◆ **PROBLEM DETAILS**
Exactly as they appear, reproduce the lines from the one holding "# put one pin on each instance of the blue" through the last line of the material below.

◆ **RECORDS SUPPLIED**
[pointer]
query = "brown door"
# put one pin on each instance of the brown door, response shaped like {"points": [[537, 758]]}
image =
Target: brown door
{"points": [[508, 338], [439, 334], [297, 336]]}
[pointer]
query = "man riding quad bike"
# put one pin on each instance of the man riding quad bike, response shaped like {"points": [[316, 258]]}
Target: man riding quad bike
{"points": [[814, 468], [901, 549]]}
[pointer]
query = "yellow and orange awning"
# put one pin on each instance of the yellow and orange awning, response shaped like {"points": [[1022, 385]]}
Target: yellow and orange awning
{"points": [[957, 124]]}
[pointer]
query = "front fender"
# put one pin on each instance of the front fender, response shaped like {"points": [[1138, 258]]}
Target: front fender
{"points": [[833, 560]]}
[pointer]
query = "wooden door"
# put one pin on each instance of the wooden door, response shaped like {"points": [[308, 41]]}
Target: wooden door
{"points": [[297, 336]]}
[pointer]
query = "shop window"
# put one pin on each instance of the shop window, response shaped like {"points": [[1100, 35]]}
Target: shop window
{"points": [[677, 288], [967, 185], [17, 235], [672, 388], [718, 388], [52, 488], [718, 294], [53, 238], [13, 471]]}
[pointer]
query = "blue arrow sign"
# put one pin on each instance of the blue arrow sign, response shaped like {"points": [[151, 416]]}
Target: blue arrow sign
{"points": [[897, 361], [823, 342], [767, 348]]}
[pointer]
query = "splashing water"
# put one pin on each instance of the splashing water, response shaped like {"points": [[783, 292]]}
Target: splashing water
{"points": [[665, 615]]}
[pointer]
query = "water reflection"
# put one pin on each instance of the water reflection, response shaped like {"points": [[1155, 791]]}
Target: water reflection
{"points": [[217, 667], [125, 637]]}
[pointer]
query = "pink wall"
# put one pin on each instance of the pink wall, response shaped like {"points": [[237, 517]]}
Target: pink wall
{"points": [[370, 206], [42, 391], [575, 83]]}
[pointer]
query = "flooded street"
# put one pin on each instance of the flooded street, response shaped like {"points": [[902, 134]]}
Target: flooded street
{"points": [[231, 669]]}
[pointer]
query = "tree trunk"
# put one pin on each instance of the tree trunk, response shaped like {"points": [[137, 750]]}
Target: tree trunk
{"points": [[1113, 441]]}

◆ **REPLY**
# put one pin on each instance of the blue arrow sign, response shaped like {"points": [[151, 416]]}
Target: blue arrow sign
{"points": [[897, 361], [823, 342], [767, 348]]}
[pointer]
query = "splashing water"
# put one pin on each instance of the splashing water, response shaped like {"points": [[783, 292]]}
Target: splashing water
{"points": [[665, 615]]}
[pointer]
query = "water reflection"
# put one pin on each instance of the water reflection, response shaped like {"points": [[1155, 791]]}
Target: water reflection
{"points": [[217, 667], [125, 637]]}
[pointer]
query = "pink wall"
# put one pin on each instance of the pink wall, response shaped like {"points": [[237, 517]]}
Target: pink wall
{"points": [[370, 206], [42, 391], [575, 83]]}
[pointer]
query = "flooded street"
# put one pin on each instance of the flooded street, response shaped like {"points": [[902, 134]]}
Target: flooded street
{"points": [[231, 669]]}
[pointer]
query = "tree trunk"
# put one pin on each instance of the tree trunk, response shaped like {"points": [[137, 750]]}
Target: tree trunk
{"points": [[1113, 441]]}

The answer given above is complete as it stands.